» Exercice proposé a
D'après le texte sur le drame survenu à la frontière entre le Maroc et l'Espagne, pourquoi ces migrants empruntent-ils la route dite de la « piste centrale » ? Donnez toutes les raisons que le texte avance.

Un drame, bien sûr. Dès le lendemain de cette tragédie, le vendredi 24 juin, l’ambassadrice du Maroc en Espagne, Karima Benyaich, a déploré celle-ci et mis en cause les réseaux mafieux. Le même jour, le chef de l’exécutif espagnol, Pedro Sanchez, les a également dénoncés. Mais qu’on est-il des facteurs qui ont conduit à une telle situation avec ce bilan : 23 migrants morts, 76 blessés et... 140 du côté des forces de l'ordre marocaines?
Des réactions ont eu lieu. Au Maroc, le vendredi 1er juillet, des dizaines de manifestants se sont regroupés devant le Parlement, à Madrid et à Barcelone aussi.
A l'international, les prises de position n'ont pas manqué non plus. Le président de la Commission de l'Union africaine -UA, le Tchadien Moussa Faki Mahamat, a exprimé sa «profonde émotion face au traitement violent et dégradant de migrants africains cherchant à traverser une frontière internationale entre le Maroc et l’Espagne». Il a plaidé «pour une enquête immédiate». Dans cette même ligne, le parquet général espagnol a ouvert une information judiciaire sur «la gravité des faits survenus, qui pourraient affecter les droits humains et les droits fondamentaux des personnes».
Une proposition reprise aussi au Maroc avec l'Association marocaine des droits humains (AMDH). A l'ONU, enfin, le Kenya, membre non permanent du Conseil de sécurité, a demandé une réunion à huis clos du Conseil de sécurité le mercredi 29 juin. Les débats n'ont pas conduit à une position commune par suite de divergences au sein de cette haute instance onusienne, notamment pour ce qui est des Etats Unis et de deux pays africains membres, le Gabon et le Ghana.
Cela dit, il vaut d'aller au-delà de cette tragédie et de s'interroger sur les conditions qui ont conduit à ce que quelque 2.000 migrants africains ont essayé de pénétrer avec violence dans cette enclave espagnole. Qui sont-ils d'abord? Originaires de l'Afrique subsaharienne, oui sans doute. Mais il faut affiner.
Ainsi, la majorité d'entre eux sont originaires du Soudan. La route empruntée est celle dite de la «piste centrale», les deux autres -orientale et occidentale- étant de plus en plus contrôlées par des dispositifs sécuritaires. De plus, elle est la plus «économique» avec des prix low cost par rapport aux deux autres.
Enfin, les réseaux mafieux y bénéficient d'un relationnel laxiste du côté des autorités des pays de transite. Lesquelles? Il faut bien le dire: c'est l'Algérie!
Des vidéos qui tournent ces jours-ci témoignent par exemple du passage de ces migrants par les camps de... Tindouf, à travers les routes Soudan-Tchad, Niger. D'autres flux émanent de la Libye, ce pays partageant avec l'Algérie une frontière commune de 982 kilomètres. Est-elle totalement sécurisée?

» Exercice proposé b
Rassemblez chaque ligne des entrées où figure le mot « pasta ».

» Extraits des entrées
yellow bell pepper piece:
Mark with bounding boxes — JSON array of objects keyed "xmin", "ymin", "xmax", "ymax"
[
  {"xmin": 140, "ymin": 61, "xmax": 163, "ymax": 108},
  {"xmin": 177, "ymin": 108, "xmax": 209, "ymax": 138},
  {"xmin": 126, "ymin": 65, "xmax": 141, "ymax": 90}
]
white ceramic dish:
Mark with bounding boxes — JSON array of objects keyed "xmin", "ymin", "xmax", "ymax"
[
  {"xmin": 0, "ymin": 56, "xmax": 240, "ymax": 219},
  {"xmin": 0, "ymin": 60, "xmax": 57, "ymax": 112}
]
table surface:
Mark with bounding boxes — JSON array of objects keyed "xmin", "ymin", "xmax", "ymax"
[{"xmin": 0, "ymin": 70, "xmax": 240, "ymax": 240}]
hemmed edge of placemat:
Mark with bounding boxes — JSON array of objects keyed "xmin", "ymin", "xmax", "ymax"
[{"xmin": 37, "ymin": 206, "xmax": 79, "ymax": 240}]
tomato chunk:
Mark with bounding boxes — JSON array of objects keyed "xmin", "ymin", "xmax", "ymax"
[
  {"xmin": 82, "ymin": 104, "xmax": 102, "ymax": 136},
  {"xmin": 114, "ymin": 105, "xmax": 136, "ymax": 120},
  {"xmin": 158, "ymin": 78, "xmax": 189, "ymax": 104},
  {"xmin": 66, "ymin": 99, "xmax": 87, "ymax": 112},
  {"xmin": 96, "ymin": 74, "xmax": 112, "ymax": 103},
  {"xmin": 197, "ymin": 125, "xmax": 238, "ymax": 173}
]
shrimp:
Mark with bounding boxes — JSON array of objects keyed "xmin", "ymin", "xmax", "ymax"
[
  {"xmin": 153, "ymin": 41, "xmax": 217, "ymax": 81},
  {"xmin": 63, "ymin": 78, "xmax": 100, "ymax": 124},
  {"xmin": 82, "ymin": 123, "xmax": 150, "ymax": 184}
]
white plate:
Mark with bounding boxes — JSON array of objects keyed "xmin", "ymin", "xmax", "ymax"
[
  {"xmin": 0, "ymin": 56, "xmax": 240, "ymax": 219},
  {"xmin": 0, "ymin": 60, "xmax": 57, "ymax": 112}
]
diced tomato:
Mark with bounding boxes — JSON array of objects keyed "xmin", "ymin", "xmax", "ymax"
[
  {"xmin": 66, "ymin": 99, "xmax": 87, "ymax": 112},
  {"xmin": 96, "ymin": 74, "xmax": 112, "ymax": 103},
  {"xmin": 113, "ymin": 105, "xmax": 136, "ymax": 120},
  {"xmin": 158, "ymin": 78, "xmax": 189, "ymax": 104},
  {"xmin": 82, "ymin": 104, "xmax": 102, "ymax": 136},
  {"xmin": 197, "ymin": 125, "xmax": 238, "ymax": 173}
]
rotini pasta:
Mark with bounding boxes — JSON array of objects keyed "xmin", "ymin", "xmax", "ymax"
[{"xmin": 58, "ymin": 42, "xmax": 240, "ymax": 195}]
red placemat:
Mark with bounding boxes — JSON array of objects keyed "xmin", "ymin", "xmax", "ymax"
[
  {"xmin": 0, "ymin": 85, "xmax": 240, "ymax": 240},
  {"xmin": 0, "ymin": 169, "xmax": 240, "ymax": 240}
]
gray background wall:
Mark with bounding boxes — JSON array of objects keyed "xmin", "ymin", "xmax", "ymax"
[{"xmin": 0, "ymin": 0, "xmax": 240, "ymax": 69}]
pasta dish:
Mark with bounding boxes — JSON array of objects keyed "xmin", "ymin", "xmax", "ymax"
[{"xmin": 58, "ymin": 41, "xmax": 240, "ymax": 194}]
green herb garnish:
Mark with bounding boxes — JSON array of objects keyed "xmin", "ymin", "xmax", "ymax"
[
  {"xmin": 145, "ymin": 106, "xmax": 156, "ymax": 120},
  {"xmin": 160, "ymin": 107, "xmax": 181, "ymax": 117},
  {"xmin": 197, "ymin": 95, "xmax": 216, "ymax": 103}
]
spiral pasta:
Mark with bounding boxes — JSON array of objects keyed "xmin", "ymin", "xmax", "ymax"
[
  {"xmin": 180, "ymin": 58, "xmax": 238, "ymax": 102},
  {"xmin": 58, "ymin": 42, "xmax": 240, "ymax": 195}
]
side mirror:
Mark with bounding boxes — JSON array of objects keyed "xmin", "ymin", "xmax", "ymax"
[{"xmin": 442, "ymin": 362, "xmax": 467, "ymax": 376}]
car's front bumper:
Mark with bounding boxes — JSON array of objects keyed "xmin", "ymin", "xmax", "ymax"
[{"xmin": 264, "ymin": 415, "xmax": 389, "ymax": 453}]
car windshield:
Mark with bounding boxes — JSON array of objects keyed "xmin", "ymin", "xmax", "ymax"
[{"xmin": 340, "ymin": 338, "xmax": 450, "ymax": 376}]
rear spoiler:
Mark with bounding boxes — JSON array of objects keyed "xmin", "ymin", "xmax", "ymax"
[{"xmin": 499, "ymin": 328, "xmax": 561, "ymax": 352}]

» Réponse attendue a
Le texte avance trois raisons. D'abord, les deux autres routes, orientale et occidentale, sont de plus en plus contrôlées par des dispositifs sécuritaires. Ensuite, la piste centrale est la plus « économique », avec des prix bas par rapport aux deux autres. Enfin, les réseaux mafieux y profitent d'un relationnel laxiste de la part des autorités des pays de transit, que le texte identifie comme étant l'Algérie.

» Réponse attendue b
rotini pasta:
pasta dish:
spiral pasta:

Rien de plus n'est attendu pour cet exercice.